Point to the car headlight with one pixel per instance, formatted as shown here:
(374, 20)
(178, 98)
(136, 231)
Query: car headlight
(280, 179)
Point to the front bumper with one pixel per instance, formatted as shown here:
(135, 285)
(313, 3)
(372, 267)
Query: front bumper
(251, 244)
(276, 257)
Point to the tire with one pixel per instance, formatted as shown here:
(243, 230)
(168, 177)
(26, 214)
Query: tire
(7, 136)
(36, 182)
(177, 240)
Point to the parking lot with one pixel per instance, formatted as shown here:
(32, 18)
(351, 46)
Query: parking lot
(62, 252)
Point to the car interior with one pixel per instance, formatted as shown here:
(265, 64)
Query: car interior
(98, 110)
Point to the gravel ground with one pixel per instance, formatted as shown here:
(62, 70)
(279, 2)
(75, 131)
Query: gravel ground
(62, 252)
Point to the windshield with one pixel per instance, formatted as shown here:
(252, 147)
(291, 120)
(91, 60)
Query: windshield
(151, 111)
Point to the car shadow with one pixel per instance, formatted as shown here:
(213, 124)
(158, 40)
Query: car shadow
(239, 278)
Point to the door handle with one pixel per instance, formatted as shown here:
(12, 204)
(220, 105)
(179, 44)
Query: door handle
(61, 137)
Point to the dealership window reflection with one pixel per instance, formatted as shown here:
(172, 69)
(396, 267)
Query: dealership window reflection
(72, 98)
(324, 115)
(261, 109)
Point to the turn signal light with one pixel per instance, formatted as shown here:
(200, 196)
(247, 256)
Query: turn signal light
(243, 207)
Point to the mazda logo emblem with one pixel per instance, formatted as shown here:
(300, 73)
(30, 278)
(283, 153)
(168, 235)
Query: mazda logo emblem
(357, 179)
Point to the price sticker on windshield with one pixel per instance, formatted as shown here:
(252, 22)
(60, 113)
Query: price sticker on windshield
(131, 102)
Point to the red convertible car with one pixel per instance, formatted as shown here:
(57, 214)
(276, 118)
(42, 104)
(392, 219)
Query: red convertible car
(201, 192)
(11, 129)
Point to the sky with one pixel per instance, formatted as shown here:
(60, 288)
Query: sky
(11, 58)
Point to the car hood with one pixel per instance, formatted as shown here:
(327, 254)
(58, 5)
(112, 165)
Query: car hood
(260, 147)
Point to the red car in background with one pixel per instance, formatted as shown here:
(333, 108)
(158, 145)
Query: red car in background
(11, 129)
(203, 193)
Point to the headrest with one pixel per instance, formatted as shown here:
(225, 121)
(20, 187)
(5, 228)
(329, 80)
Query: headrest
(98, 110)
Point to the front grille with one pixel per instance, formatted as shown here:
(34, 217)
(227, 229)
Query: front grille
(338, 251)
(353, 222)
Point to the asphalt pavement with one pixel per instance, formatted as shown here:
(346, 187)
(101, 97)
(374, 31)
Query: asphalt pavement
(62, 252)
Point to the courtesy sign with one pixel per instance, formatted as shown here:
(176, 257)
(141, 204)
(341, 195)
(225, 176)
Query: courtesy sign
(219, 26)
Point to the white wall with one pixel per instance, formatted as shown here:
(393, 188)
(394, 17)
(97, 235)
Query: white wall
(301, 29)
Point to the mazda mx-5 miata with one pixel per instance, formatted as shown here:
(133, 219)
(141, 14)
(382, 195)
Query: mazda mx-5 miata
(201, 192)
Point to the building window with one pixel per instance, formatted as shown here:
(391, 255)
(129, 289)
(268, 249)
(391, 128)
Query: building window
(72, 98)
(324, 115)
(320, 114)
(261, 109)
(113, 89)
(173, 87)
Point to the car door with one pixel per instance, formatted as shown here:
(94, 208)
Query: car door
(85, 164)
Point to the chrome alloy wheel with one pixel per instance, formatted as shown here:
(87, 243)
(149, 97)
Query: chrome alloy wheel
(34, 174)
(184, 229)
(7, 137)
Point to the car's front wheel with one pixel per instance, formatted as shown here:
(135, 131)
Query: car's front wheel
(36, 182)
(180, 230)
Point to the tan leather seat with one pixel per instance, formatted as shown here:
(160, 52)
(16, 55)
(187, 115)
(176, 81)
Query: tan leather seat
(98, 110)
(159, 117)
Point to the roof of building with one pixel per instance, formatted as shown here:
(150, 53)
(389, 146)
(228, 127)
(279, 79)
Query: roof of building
────────────────
» EXERCISE PROMPT: Repeat the entries exactly, all of them.

» RESULT:
Point to the car headlight with one pixel per instance, formatted as shown here:
(374, 20)
(178, 98)
(136, 231)
Query: car headlight
(280, 179)
Point to the front bumper with one pixel per instance, formatted as shown here:
(135, 285)
(313, 3)
(372, 267)
Query: front bumper
(251, 244)
(276, 257)
Point to the tire with one pixel per instance, formatted as shown here:
(243, 230)
(168, 177)
(26, 214)
Query: tire
(7, 136)
(36, 182)
(177, 240)
Point to the parking lot with one pixel per instance, formatted as shown here:
(32, 18)
(351, 46)
Query: parking lot
(62, 252)
Point to the car interior with one pixel per instance, formatted as shown here:
(265, 64)
Query: car interior
(98, 110)
Point to the gravel ground with one pixel per instance, formatted as shown here:
(62, 70)
(279, 2)
(75, 131)
Query: gravel ground
(62, 252)
Point to the windshield with one pixel per instance, formatted as shown here:
(252, 147)
(291, 120)
(91, 60)
Query: windshield
(151, 111)
Point to the car shadow with one pixel per instance, formatted as shown here:
(213, 124)
(158, 40)
Query: car shadow
(239, 278)
Point to the door handle with one pixel per instance, formatted as shown here:
(12, 204)
(220, 105)
(179, 44)
Query: door handle
(61, 137)
Point to the dealership window reflection with one pixel per instance, formatted as shown here:
(172, 69)
(396, 267)
Query: dealership window reflection
(72, 98)
(324, 115)
(261, 109)
Point to the turn signal light with one pixel per instance, formatted as shown here:
(200, 196)
(247, 256)
Query: turn signal light
(243, 207)
Point to the mazda logo emblem with one pixel per instance, formatted as shown here:
(300, 73)
(30, 278)
(283, 153)
(168, 235)
Query: mazda logo emblem
(357, 179)
Point to the price sticker on windshield with one pixel per instance, formatted as shown here:
(252, 22)
(60, 113)
Query: price sticker on windshield
(131, 102)
Point to the red convertible car with one pixel per instance, formatted as shown here:
(57, 214)
(276, 118)
(42, 104)
(392, 219)
Query: red convertible car
(201, 192)
(11, 129)
Point to the sky with one pixel per instance, formatted as shown here:
(60, 288)
Query: sky
(11, 58)
Point to the car hood with one pixel per instance, formatted as shown here:
(327, 254)
(58, 5)
(112, 165)
Query: car hood
(260, 147)
Point to the red car in background with one pixel per instance, formatted as shown here:
(333, 108)
(158, 145)
Query: red car in background
(11, 129)
(203, 193)
Point to the headrest with one pixel per instance, formatted as shown here:
(225, 121)
(20, 187)
(5, 228)
(329, 80)
Query: headrest
(98, 110)
Point to the front grille with one pixel per instance, formatted as shown here:
(34, 217)
(227, 229)
Query: front grille
(338, 251)
(353, 222)
Point to the asphalt pavement with one pixel per instance, formatted as shown here:
(346, 187)
(101, 97)
(374, 31)
Query: asphalt pavement
(62, 252)
Point to the courtesy sign with one pixel per instance, formatted as shown here:
(176, 257)
(141, 204)
(341, 195)
(225, 176)
Query: courtesy sign
(219, 26)
Point to the white wall with one pixel per instance, formatted as shown here:
(393, 188)
(394, 17)
(97, 235)
Query: white wall
(301, 29)
Point to the mazda mx-5 miata with one pixel per instance, formatted as shown here:
(133, 219)
(141, 14)
(382, 195)
Query: mazda mx-5 miata
(201, 192)
Point to the building window with one pixel per instance, formatted as shown here:
(391, 255)
(129, 289)
(268, 249)
(391, 128)
Query: building window
(72, 98)
(324, 115)
(320, 114)
(261, 109)
(113, 89)
(173, 87)
Point to the car door with one pixel per instance, formatted as shown here:
(94, 208)
Query: car door
(85, 164)
Point to the chrome alloy wheel with one pixel per instance, formatted as shown here:
(87, 243)
(149, 97)
Query: chrome alloy wheel
(34, 174)
(184, 229)
(7, 137)
Point to the car's front wheel with one pixel per instance, formatted as shown here:
(135, 131)
Query: car's front wheel
(36, 182)
(180, 230)
Point to the tan leather seat with one pixel per instance, formatted as shown here:
(160, 52)
(16, 55)
(187, 115)
(176, 81)
Query: tan leather seat
(98, 110)
(159, 117)
Point to the roof of building with one pixel per instance, formatted as shown here:
(150, 53)
(389, 146)
(228, 127)
(279, 79)
Query: roof of building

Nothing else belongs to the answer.